TEXT PROVIDED.

== == ==

Natural-language TTS steering: how to control emotion, tone, and style in 2026

Q: What dimensions of voice can Inworld TTS-2 control?

Inworld TTS-2 (research preview) exposes 8 steering dimensions: emotion, articulation, intonation, volume, pitch, range, speed, and vocal style. It also accepts inline non-verbals such as [laugh], [sigh], [breathe], [cough], [yawn], and [clear_throat]. Steering instructions are written in English regardless of the target speech language.

Q: What is the deliveryMode field in TTS-2?

deliveryMode is an optional field on the /tts/v1/voice request body for the inworld-tts-2 model. It accepts STABLE (most consistent across requests, narrower emotional range), BALANCED (default, mix of consistency and expressiveness), or CREATIVE (maximum emotional range, less predictable). It is independent of the temperature parameter and helps you trade reliability for performance variance per call.

Q: How does Inworld TTS-2 steering compare with ElevenLabs v3 audio tags?

Both approaches embed bracketed instructions in the script. ElevenLabs v3 ships audio tags for use cases like [whispers], [excited], [sighs] and supports 70+ languages. Inworld TTS-2 generalizes the idea to 8 explicit steering dimensions, adds a deliveryMode field for run-to-run variance control, and is designed for realtime applications (sub-200ms TTFT median). ElevenLabs explicitly does not recommend v3 for realtime use cases.

Q: Can I use steering tags with Inworld TTS 1.5?

No. Steering tags are only supported on inworld-tts-2 (research preview). On Realtime TTS 1.5 Max and 1.5 Mini, bracketed instructions are read aloud literally. TTS 1.5 still supports a limited set of experimental emotion markups like [happy], [sad], [angry], but for natural-language steering use TTS-2.

Q: Does steering preserve voice identity across emotions and languages?

== == ==

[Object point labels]
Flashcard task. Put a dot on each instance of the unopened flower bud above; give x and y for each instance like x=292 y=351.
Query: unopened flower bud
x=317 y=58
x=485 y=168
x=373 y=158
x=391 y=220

== == ==

SHORT TASK 1. Write out, word for word, the stretch of the TTS steering text above from "Q: Can I use" through "steering use TTS-2.".
SHORT TASK 2. Which inline non-verbals does the TTS steering text above say Inworld TTS-2 accepts?
SHORT TASK 3.
Answer these questions from the TTS steering text above:
(a) How many languages does ElevenLabs v3 support?
(b) Which deliveryMode value is the default?
(c) What happens to bracketed instructions on Realtime TTS 1.5 Max and 1.5 Mini?

FINAL RESULT 1.
Q: Can I use steering tags with Inworld TTS 1.5?

No. Steering tags are only supported on inworld-tts-2 (research preview). On Realtime TTS 1.5 Max and 1.5 Mini, bracketed instructions are read aloud literally. TTS 1.5 still supports a limited set of experimental emotion markups like [happy], [sad], [angry], but for natural-language steering use TTS-2.

FINAL RESULT 2. [laugh], [sigh], [breathe], [cough], [yawn], [clear_throat]

FINAL RESULT 3.
(a) 70+ languages.
(b) BALANCED.
(c) They are read aloud literally.